## Passage

In his address to Boston College, Peter Kodwo Appiah Turkson, a Ghanaian cardinal and president of the Pontifical Council for Justice and Peace, called for the reevaluation of behavior affecting climate change, on both a personal and institutional level. Turkson’s talk, a part of the University’s Our Common Home environmental conference, comes at a time of ongoing global dialogue on environmental issues, following the release of Pope Francis’ encyclical on climate change, Laudato Si.
For the University, Our Common Home evidences student interest surrounding issues of climate change and environmental justice. BC’s Robsham Theater bustled with activity in the minutes before Turkson was scheduled to speak. Community members searched for seats as Rev. James Keenan, S.J., director of the BC Jesuit Institute and Canisius professor in the theology department, ascended the stage.
Keenan began the lecture by introducing a 10-person musical ensemble to perform an original piece authored by two Campus Ministry faculty. The lyrics to Laudato Si, Praise Be!, written by Robert VerEecke and composed by Paul Melley, were inspired by the text of the Laudato Si encyclical on climate change.
Then David Quigley, University provost and dean of Faculties, spoke about the importance of the Church in catalyzing political change before introducing the Turkson, the main speaker, to the stage.
Turkson first talked about the process of creating the encyclical, a project conceived by Pope Francis in March 2014. He clarified the Pope’s views on climate change, specifically that the environment and humanity, as components of creation, are interconnected and cannot be separated.

## Directions for this task
Copy the Boston College lecture text word for word, in full.

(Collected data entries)
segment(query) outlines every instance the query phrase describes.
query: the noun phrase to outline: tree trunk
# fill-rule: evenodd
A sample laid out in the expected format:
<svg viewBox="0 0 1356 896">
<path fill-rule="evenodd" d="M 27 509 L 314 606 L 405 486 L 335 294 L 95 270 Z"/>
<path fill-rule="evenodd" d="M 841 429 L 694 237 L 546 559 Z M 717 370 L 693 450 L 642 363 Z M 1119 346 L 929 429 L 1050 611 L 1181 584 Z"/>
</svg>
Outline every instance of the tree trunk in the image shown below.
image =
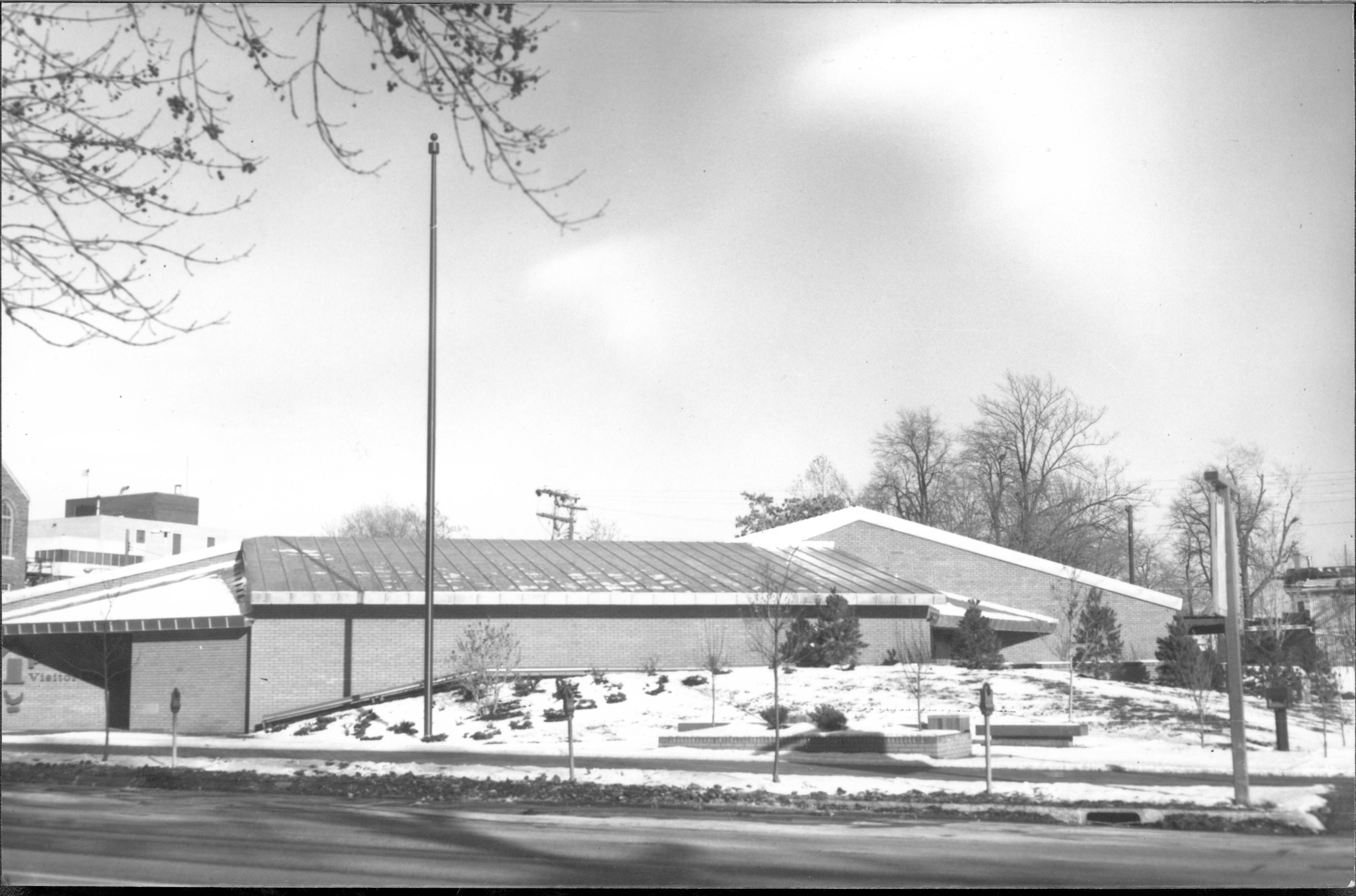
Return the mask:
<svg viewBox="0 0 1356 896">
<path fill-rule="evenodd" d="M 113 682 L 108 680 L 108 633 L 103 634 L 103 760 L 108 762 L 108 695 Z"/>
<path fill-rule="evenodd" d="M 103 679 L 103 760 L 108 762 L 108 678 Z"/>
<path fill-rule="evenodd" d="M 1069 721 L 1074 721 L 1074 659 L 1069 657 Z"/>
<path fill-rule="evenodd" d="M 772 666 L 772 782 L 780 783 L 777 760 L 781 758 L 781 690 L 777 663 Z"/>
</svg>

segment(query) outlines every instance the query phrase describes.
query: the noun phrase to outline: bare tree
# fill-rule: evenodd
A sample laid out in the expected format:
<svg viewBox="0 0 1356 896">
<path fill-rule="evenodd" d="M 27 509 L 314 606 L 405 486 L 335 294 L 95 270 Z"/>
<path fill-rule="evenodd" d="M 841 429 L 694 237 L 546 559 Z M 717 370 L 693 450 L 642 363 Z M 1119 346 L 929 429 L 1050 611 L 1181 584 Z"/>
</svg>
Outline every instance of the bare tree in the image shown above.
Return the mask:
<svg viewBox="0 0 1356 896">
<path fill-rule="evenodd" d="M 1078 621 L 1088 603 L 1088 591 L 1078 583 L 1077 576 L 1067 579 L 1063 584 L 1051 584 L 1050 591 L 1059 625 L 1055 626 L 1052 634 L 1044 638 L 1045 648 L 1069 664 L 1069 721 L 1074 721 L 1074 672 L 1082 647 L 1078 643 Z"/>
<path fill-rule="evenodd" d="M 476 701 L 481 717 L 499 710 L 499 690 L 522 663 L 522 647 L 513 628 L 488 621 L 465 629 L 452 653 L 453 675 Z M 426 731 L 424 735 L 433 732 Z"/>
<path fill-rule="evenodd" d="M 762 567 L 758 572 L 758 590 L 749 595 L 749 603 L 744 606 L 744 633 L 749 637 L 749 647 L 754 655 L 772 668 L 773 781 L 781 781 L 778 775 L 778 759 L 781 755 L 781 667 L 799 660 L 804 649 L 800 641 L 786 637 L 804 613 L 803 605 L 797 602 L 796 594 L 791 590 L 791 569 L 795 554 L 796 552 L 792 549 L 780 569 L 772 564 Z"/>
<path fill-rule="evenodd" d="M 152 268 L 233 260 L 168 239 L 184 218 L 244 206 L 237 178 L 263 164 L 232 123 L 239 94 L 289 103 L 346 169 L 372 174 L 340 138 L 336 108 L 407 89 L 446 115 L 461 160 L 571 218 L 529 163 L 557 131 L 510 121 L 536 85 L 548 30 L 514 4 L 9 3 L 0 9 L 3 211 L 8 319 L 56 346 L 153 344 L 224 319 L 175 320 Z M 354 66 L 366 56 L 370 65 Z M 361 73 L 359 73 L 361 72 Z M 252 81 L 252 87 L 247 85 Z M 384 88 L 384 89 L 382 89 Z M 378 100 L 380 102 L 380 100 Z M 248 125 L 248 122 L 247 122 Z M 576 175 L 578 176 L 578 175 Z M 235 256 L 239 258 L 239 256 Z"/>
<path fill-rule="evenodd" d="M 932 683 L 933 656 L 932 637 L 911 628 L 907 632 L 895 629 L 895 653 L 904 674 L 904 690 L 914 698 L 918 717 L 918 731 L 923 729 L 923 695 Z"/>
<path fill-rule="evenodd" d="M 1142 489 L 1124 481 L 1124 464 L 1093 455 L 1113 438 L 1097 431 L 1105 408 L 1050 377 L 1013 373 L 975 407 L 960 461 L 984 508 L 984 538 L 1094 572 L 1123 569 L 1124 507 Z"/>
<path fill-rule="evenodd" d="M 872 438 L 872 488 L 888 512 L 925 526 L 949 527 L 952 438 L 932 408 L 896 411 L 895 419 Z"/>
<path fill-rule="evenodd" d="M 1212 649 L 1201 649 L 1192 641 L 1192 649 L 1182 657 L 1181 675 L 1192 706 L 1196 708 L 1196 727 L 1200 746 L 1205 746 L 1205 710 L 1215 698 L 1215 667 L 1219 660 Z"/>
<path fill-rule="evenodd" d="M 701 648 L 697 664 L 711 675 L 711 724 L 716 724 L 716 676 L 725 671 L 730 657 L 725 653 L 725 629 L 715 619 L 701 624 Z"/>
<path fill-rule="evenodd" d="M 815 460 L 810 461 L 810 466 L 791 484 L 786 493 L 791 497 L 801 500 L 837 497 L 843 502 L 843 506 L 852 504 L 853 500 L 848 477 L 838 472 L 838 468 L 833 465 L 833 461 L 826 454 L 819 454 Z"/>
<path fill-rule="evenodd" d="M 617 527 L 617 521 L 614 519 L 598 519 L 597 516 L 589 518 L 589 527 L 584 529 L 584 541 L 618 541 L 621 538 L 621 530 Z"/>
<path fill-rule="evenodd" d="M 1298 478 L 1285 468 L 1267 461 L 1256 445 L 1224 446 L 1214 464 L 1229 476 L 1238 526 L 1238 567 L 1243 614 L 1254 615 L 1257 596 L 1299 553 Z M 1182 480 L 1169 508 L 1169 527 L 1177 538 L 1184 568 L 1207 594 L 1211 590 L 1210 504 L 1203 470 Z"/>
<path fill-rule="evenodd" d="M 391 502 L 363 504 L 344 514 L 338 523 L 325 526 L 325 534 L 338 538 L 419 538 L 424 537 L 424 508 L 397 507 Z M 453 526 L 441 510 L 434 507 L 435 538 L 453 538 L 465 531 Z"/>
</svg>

## Exercise result
In his address to Boston College, Peter Kodwo Appiah Turkson, a Ghanaian cardinal and president of the Pontifical Council for Justice and Peace, called for the reevaluation of behavior affecting climate change, on both a personal and institutional level. Turkson’s talk, a part of the University’s Our Common Home environmental conference, comes at a time of ongoing global dialogue on environmental issues, following the release of Pope Francis’ encyclical on climate change, Laudato Si.
For the University, Our Common Home evidences student interest surrounding issues of climate change and environmental justice. BC’s Robsham Theater bustled with activity in the minutes before Turkson was scheduled to speak. Community members searched for seats as Rev. James Keenan, S.J., director of the BC Jesuit Institute and Canisius professor in the theology department, ascended the stage.
Keenan began the lecture by introducing a 10-person musical ensemble to perform an original piece authored by two Campus Ministry faculty. The lyrics to Laudato Si, Praise Be!, written by Robert VerEecke and composed by Paul Melley, were inspired by the text of the Laudato Si encyclical on climate change.
Then David Quigley, University provost and dean of Faculties, spoke about the importance of the Church in catalyzing political change before introducing the Turkson, the main speaker, to the stage.
Turkson first talked about the process of creating the encyclical, a project conceived by Pope Francis in March 2014. He clarified the Pope’s views on climate change, specifically that the environment and humanity, as components of creation, are interconnected and cannot be separated.